課題の目的: クラチャイ加工物を含む抗酸化組成物の特許請求項を、末尾の請求項の次から引き継いで書き進めてください。

従って、パスピエール粉末及びパスピエール抽出物は、体内酸化を抑制するのに有効であると考えられる。
Claims (42)
- クラチャイ加工物を含有していることを特徴とする抗酸化組成物。
- 前記加工物が、乾燥物、粉末、又は抽出物であることを特徴とする請求項1に記載の抗酸化組成物。
- 活性酸素/ラジカルによる酸化を減少させる組成物であって、
クラチャイ加工物を含有していることを特徴とする組成物。 - 前記加工物が、乾燥物、粉末、又は抽出物であることを特徴とする請求項3に記載の組成物。
- グルタミン酸の過剰摂取による脳神経細胞障害を抑制するための脳神経細胞保護用組成物であって、
クラチャイ加工物を含有していることを特徴とする脳神経細胞保護用組成物。 - 前記加工物が、乾燥物、粉末、又は抽出物であることを特徴とする請求項5に記載の脳神経細胞保護用組成物。
- 抗酸化作用を有する食品組成物であって、
クラチャイ加工物を含有することを特徴とする食品組成物。 - 健康食品、機能性食品、又は保健機能食品を構成することを特徴とする請求項7に記載の食品組成物。
- クラチャイ加工物を含有し、抗酸化抑制作用を有することを特徴とし、体内酸化を抑制するために用いられるものである旨の表示を付した食品。
- クラチャイ加工物を含有し、抗酸化抑制作用を有することを特徴とし、体内酸化に起因する疾患の治療、予防、又は症状の緩和に用いられるものである旨の表示を付した食品。

データ抜粋:
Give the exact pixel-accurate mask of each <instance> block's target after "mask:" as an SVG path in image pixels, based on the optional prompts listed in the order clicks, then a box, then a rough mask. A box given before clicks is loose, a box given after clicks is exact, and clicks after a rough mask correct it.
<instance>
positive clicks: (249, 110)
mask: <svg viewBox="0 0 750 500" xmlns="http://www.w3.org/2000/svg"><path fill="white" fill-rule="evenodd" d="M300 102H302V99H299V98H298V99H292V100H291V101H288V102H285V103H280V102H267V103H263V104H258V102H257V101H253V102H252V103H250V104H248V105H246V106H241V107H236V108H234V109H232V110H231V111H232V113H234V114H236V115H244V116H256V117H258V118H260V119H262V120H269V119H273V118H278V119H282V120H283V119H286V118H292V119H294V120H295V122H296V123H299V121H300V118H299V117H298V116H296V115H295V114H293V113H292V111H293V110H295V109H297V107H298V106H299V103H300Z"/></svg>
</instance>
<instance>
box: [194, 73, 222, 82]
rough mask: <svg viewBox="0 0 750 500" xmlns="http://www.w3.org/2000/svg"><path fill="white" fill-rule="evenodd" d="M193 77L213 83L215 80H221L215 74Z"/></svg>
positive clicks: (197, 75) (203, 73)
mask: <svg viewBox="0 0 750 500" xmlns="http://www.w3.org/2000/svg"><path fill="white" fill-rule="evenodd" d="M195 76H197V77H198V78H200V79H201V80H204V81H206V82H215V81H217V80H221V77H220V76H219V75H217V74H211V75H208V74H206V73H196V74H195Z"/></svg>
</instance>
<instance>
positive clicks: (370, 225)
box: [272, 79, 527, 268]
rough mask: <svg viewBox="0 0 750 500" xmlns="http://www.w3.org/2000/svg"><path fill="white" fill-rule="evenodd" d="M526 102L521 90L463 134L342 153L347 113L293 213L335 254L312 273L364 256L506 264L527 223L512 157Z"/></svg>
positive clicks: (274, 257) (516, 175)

記述回答:
- 活性酸素/ラジカルによる酸化を減少させる食品組成物であって、
クラチャイ加工物を含有することを特徴とする食品組成物。 - 健康食品、機能性食品、又は保健機能食品を構成することを特徴とする請求項11に記載の食品組成物。
- クラチャイ加工物を含有し、活性酸素/ラジカルによる酸化を減少させることを特徴とし、体内に存在する活性酸素/ラジカルによる酸化を減少させるために用いられるものである旨の表示を付した食品。
- グルタミン酸の過剰摂取による脳神経細胞障害を抑制するための食品組成物であって、
クラチャイ加工物を含有することを特徴とする食品組成物。 - 健康食品、機能性食品、又は保健機能食品を構成することを特徴とする請求項14に記載の食品組成物。
- クラチャイ加工物を含有し、グルタミン酸の過剰摂取による脳神経細胞障害を抑制することを特徴とし、グルタミン酸の過剰摂取による脳神経細胞障害を抑制するために用いられるものである旨の表示を付した食品。
- クラチャイ加工物を含有し、グルタミン酸の過剰摂取による脳神経細胞障害を抑制することを特徴とし、グルタミン酸の過剰摂取による神経疾患の治療、予防、又は症状の緩和のために用いられるものである旨の表示を付した食品。
- 4−hydroxypanduratinを有効成分として含有していることを特徴とする抗酸化剤。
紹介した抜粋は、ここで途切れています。